Aim of the exercise |
How many lines in the entries below contain the string "range"? Case counts; reply with the number only.

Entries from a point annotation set
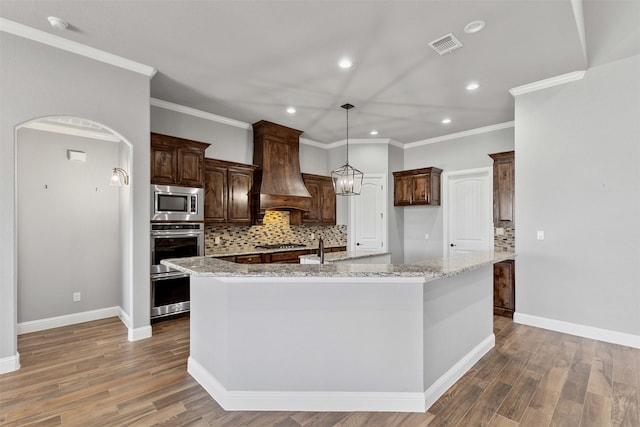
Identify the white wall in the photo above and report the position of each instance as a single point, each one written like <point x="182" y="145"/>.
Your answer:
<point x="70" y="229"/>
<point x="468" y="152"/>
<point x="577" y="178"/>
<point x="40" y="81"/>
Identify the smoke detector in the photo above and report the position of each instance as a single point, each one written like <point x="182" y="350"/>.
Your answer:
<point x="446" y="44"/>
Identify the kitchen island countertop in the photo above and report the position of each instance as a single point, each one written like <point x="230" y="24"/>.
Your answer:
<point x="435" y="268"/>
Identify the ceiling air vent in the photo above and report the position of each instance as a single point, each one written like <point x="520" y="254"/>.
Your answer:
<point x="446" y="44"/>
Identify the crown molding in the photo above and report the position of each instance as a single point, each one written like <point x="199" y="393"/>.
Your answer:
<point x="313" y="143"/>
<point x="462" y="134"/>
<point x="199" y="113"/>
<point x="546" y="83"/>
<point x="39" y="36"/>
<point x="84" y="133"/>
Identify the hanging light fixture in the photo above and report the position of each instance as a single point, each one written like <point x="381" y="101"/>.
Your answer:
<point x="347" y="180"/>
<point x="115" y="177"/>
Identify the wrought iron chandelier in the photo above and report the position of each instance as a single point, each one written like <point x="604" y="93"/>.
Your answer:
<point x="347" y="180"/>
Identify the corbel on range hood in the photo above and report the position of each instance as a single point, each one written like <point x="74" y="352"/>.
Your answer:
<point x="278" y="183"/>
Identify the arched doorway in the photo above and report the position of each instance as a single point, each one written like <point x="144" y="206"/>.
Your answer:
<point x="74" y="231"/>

==

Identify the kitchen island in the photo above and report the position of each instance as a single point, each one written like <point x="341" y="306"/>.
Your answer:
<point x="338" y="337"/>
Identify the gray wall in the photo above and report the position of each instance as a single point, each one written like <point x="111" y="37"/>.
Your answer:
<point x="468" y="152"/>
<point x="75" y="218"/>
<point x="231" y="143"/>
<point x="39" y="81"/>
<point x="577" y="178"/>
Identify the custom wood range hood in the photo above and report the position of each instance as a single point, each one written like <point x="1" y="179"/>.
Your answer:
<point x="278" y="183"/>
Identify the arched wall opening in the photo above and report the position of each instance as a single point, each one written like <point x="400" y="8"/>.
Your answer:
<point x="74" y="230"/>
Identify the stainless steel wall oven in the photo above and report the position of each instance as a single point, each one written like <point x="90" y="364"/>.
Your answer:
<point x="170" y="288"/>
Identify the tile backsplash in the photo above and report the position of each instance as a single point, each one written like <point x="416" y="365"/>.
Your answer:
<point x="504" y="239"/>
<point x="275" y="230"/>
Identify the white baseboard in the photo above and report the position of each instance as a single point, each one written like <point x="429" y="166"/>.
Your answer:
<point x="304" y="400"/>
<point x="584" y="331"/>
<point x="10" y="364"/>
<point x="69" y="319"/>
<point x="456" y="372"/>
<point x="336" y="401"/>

Reply to the exercise |
2